• [PROBLEM TO WORK ON]
In the data, find the word "calm" and copy out every line that has it.

(Stored items)
┌──

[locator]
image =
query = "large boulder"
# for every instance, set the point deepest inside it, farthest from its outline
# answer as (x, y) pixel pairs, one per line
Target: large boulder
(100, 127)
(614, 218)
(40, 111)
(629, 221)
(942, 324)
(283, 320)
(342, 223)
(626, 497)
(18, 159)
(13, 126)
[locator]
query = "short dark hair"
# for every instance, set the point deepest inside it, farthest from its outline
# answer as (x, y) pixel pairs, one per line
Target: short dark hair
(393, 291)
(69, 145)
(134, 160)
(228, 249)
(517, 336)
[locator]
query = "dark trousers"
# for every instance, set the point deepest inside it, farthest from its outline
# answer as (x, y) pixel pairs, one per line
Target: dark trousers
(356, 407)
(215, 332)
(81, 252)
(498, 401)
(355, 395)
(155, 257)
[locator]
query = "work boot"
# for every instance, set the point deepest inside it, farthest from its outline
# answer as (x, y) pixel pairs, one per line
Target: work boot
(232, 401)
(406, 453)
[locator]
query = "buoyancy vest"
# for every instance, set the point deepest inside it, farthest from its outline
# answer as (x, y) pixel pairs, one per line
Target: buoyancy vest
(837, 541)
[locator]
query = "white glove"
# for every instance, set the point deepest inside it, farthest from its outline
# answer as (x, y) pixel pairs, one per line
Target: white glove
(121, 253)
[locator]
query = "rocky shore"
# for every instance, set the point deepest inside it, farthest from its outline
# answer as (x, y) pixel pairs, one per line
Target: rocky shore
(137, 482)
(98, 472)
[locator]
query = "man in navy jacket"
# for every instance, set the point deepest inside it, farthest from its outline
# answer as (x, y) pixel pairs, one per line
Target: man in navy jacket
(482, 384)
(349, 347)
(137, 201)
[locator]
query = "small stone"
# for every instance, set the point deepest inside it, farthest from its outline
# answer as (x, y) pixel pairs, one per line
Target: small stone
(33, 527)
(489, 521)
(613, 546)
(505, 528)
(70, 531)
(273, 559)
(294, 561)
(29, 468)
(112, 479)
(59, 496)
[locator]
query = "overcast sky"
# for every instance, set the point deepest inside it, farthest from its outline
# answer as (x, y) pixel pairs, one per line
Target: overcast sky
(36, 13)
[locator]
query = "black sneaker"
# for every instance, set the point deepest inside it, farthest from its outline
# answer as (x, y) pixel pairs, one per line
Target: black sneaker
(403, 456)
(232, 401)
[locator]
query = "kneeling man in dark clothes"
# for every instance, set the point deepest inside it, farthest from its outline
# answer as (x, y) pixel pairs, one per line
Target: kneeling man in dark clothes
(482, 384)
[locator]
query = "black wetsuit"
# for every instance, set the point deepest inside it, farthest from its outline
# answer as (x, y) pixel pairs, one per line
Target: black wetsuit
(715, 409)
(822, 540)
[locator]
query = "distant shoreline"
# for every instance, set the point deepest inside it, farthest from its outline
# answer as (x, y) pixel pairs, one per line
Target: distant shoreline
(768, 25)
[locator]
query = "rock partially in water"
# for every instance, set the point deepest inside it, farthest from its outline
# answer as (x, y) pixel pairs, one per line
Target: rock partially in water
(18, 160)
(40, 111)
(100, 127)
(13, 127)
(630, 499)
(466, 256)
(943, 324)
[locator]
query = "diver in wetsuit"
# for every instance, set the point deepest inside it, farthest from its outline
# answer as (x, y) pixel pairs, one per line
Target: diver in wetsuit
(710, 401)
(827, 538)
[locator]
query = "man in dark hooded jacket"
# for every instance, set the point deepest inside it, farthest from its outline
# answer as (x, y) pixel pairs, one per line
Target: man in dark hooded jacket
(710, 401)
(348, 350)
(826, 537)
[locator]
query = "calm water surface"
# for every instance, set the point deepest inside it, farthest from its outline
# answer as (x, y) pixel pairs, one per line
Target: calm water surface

└──

• [SOLUTION FOR THIS TASK]
query = "calm water surface"
Target: calm water surface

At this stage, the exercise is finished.